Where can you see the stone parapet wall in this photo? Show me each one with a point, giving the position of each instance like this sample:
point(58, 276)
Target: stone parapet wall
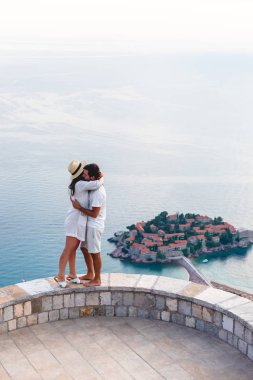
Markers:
point(219, 313)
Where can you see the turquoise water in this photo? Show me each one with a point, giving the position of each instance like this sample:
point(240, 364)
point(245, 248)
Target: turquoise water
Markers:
point(170, 132)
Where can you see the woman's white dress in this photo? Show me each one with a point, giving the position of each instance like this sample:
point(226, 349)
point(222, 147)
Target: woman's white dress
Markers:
point(75, 222)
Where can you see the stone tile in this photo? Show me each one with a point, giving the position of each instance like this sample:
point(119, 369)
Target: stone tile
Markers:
point(105, 298)
point(232, 302)
point(192, 289)
point(12, 325)
point(92, 299)
point(146, 282)
point(170, 286)
point(171, 304)
point(27, 308)
point(69, 300)
point(128, 298)
point(47, 303)
point(37, 286)
point(58, 302)
point(211, 296)
point(8, 313)
point(185, 307)
point(228, 323)
point(3, 374)
point(123, 281)
point(18, 310)
point(14, 292)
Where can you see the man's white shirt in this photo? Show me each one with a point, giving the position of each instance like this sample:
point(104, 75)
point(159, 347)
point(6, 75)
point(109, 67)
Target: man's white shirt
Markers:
point(97, 198)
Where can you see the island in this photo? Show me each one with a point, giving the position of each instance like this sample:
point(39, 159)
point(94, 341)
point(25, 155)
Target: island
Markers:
point(170, 237)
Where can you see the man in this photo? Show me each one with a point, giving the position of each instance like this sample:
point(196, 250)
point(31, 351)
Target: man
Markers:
point(91, 248)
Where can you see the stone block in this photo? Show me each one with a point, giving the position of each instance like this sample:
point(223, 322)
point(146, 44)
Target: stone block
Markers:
point(211, 329)
point(248, 336)
point(86, 311)
point(185, 307)
point(165, 316)
point(223, 335)
point(74, 312)
point(200, 325)
point(105, 298)
point(28, 308)
point(12, 325)
point(171, 304)
point(239, 330)
point(197, 311)
point(36, 305)
point(21, 322)
point(121, 311)
point(58, 302)
point(207, 314)
point(228, 323)
point(139, 299)
point(250, 351)
point(69, 300)
point(18, 310)
point(128, 298)
point(8, 313)
point(79, 299)
point(99, 311)
point(47, 303)
point(3, 327)
point(217, 318)
point(160, 302)
point(190, 322)
point(117, 298)
point(32, 319)
point(242, 346)
point(109, 311)
point(232, 339)
point(43, 317)
point(178, 318)
point(154, 314)
point(53, 315)
point(142, 312)
point(132, 311)
point(64, 313)
point(92, 299)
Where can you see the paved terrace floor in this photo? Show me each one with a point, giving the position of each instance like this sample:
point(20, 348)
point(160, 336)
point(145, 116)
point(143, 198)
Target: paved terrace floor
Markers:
point(118, 348)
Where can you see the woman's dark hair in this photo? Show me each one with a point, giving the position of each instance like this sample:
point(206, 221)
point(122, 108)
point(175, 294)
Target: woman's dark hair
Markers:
point(74, 181)
point(93, 170)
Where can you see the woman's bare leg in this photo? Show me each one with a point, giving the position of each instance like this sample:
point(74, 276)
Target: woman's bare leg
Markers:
point(72, 266)
point(97, 263)
point(89, 264)
point(71, 246)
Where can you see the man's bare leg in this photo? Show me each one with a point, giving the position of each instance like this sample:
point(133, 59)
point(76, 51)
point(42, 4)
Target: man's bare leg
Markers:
point(71, 246)
point(89, 264)
point(97, 264)
point(72, 267)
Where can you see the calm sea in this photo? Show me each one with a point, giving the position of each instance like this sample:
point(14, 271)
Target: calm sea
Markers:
point(170, 133)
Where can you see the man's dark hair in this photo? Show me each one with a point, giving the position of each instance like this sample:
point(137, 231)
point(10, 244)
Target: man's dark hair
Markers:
point(73, 183)
point(93, 170)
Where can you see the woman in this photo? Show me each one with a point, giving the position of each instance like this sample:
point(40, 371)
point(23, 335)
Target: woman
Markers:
point(75, 222)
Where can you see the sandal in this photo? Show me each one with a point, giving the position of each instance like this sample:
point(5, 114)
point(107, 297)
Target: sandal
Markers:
point(62, 284)
point(75, 280)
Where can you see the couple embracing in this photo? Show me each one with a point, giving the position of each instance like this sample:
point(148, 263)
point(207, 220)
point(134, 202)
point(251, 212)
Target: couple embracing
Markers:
point(84, 225)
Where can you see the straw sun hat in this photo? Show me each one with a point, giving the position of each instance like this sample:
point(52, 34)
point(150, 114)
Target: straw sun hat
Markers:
point(76, 168)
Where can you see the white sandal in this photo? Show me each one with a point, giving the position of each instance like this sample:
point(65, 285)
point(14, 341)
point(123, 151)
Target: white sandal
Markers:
point(75, 280)
point(62, 284)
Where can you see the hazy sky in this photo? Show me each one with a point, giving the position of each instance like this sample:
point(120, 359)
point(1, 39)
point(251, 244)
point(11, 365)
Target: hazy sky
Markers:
point(128, 25)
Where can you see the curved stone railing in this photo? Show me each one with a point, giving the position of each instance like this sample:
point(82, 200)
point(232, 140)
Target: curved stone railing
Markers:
point(221, 314)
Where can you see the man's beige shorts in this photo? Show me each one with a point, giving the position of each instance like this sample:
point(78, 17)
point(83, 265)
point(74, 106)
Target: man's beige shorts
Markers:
point(93, 240)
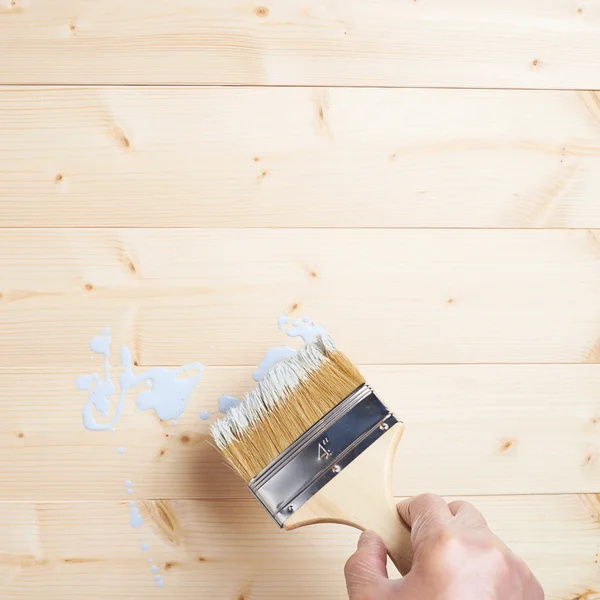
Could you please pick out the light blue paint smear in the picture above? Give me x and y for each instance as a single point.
(135, 519)
(168, 395)
(226, 402)
(100, 390)
(308, 330)
(271, 358)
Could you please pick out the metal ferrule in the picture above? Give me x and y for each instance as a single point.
(321, 453)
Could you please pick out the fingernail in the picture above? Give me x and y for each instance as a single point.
(365, 538)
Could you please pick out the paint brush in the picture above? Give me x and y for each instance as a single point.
(316, 445)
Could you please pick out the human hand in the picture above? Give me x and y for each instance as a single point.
(456, 557)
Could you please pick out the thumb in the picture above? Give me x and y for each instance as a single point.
(367, 566)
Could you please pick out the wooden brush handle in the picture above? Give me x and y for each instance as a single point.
(361, 496)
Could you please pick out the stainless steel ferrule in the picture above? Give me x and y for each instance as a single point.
(321, 453)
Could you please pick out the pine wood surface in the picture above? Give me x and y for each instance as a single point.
(423, 178)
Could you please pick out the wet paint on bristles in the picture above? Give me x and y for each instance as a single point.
(292, 397)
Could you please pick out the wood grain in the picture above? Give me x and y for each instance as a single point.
(498, 429)
(230, 549)
(288, 157)
(387, 296)
(385, 43)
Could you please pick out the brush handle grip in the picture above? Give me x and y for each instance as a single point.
(361, 496)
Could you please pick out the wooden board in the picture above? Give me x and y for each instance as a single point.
(422, 178)
(385, 42)
(288, 157)
(389, 296)
(231, 549)
(498, 429)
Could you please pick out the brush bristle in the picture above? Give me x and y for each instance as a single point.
(292, 397)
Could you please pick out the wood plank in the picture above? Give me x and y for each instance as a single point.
(231, 549)
(387, 296)
(289, 157)
(498, 429)
(387, 43)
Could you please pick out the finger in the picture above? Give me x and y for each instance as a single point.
* * * * * * * * *
Using the listing above, gather each line that holds the string "railing" and copy it.

▶ [EXERCISE SOLUTION]:
Where can you see the curved stone railing in this photo? Show me each one with a point, giving the position of each instance like this sample:
Target: curved stone railing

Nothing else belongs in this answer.